Extrait du document.
Qui donc peindra cette lutte si passionnée, si ardente, si dévorante que si peu de gens soupçonnent ?

Je ne vais pas suivre les essais qu’a faits chaque inventeur pour accomplir son œuvre. Souvent ils ont été retracés, mais ils ne l’ont peut-être pas été assez intimement. Les dernières histoires des inventions et découvertes qui ont été publiées jusqu’à ce jour n’ont pas suffisamment pénétré dans le drame de l’enfantement qui a précédé toute œuvre, drame émouvant et terrible, mais impossible à suivre dans toutes ses phases.

Je vais seulement ici citer un fait, qui vous prouvera les difficultés qui se rencontrent dans l’exécution de la moindre invention.

Un jour, un bourgmestre de Magdebourg conçoit la magnifique idée de faire le vide.

D’abord, pour la réaliser, Otto de Guericke essaye de se servir d’un tonneau fermé de toutes parts. Il applique à sa partie inférieure un tuyau de pompe à incendie. Il fait jouer la pompe ; mais, même avant que toute l’eau fût évacuée, la pression atmosphérique brisait le tonneau.

Otto de Guericke ne se décourage pas, il en relie les douves avec des cercles plus forts.

Consigne A.
Répondez à ces questions sur l'extrait consacré aux inventeurs :
(i) Selon l'extrait, dans quoi les dernières histoires des inventions et découvertes n'ont-elles pas suffisamment pénétré ?
(ii) Quel dispositif Otto de Guericke applique-t-il à la partie inférieure du tonneau ?
(iii) Avec quoi relie-t-il ensuite les douves ?
L'extrait et les entrées sont indépendants l'un de l'autre.

Données affichées.
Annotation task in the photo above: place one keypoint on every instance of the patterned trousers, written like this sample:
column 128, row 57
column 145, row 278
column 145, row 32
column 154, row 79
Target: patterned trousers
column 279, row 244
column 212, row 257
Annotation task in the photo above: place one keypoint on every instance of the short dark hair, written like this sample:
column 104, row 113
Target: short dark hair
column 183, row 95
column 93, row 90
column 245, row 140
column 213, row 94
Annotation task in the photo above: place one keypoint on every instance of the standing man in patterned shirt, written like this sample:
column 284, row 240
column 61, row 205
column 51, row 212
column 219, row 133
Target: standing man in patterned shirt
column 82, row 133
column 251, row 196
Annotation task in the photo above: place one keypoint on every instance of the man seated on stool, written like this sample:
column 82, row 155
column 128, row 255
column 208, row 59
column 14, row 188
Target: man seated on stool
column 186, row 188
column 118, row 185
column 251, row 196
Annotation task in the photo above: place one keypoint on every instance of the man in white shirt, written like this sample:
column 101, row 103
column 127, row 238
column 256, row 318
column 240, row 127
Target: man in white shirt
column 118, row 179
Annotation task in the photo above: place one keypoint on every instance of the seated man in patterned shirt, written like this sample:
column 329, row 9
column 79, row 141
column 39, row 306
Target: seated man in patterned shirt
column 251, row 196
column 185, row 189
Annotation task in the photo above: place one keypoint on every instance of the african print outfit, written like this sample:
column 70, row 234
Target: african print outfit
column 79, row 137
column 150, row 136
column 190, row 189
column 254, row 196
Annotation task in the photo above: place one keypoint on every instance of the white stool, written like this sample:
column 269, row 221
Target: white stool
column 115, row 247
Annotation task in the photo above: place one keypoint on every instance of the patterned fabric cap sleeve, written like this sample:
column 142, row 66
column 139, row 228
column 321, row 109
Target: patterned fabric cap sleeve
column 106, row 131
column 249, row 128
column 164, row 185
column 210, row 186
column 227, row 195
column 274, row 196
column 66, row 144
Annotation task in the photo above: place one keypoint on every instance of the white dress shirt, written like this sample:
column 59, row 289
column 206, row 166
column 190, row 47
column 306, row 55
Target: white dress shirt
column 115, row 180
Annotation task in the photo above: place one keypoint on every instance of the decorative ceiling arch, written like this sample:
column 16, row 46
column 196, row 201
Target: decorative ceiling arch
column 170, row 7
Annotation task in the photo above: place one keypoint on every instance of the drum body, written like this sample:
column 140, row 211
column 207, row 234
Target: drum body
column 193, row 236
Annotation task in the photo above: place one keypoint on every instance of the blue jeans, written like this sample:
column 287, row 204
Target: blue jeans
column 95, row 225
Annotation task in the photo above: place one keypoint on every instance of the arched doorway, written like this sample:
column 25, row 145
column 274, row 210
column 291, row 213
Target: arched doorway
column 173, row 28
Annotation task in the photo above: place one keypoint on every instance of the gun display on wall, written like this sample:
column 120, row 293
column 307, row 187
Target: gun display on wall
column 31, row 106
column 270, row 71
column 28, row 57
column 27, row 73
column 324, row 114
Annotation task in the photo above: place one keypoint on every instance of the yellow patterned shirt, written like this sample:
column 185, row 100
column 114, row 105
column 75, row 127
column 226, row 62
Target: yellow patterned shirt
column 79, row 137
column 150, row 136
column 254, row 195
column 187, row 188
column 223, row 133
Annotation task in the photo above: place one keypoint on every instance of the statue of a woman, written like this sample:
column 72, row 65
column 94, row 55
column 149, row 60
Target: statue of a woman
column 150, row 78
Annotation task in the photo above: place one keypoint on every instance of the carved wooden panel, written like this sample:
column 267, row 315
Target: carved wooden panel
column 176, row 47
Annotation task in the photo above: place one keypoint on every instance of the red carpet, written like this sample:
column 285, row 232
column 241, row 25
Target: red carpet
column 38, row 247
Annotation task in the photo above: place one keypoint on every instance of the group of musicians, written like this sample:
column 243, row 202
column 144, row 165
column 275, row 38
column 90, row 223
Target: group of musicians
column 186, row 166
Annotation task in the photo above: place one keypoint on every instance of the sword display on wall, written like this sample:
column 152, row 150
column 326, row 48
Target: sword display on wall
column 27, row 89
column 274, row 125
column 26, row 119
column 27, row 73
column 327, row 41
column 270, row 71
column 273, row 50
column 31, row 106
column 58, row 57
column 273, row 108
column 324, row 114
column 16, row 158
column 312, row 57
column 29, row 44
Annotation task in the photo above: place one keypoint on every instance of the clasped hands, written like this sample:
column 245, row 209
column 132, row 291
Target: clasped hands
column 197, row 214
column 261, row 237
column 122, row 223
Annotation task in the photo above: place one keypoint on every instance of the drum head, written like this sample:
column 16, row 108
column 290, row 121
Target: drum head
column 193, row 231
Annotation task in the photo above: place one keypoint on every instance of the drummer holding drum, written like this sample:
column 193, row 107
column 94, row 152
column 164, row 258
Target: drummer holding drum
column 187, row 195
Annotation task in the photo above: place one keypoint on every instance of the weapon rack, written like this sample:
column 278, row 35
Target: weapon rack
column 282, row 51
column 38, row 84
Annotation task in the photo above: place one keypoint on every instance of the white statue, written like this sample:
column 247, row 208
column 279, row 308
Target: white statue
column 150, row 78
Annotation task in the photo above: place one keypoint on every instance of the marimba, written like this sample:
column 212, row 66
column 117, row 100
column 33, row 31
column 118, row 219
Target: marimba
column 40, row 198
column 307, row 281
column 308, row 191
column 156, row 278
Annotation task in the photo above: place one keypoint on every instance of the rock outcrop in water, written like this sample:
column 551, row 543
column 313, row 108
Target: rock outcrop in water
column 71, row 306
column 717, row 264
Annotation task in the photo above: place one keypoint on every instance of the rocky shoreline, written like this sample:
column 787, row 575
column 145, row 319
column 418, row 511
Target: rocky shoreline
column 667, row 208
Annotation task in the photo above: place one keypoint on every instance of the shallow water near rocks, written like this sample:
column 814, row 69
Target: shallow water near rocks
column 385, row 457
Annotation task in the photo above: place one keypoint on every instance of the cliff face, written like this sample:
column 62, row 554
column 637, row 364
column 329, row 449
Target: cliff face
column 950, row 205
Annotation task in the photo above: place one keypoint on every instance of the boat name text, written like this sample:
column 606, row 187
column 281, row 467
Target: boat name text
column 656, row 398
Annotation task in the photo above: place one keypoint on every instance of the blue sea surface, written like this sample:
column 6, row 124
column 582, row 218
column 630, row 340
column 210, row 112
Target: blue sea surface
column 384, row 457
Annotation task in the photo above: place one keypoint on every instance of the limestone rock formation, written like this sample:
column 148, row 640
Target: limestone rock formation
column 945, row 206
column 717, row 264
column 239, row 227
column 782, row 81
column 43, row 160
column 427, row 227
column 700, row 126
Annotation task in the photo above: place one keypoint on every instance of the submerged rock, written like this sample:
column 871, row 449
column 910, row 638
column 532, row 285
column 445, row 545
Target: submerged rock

Consigne B.
Dans les entrées, recopiez à l'identique les lignes qui vont de celle contenant « of the clasped » jusqu'à celle contenant « column 193, row 231 », ces deux lignes comprises.

Réponse finale A.
(i) Dans le drame de l'enfantement qui a précédé toute œuvre.
(ii) Un tuyau de pompe à incendie.
(iii) Avec des cercles plus forts.

Réponse finale B.
Annotation task in the photo above: place one keypoint on every instance of the clasped hands, written like this sample:
column 245, row 209
column 132, row 291
Target: clasped hands
column 197, row 214
column 261, row 237
column 122, row 223
Annotation task in the photo above: place one keypoint on every instance of the drum head, written like this sample:
column 16, row 108
column 290, row 121
Target: drum head
column 193, row 231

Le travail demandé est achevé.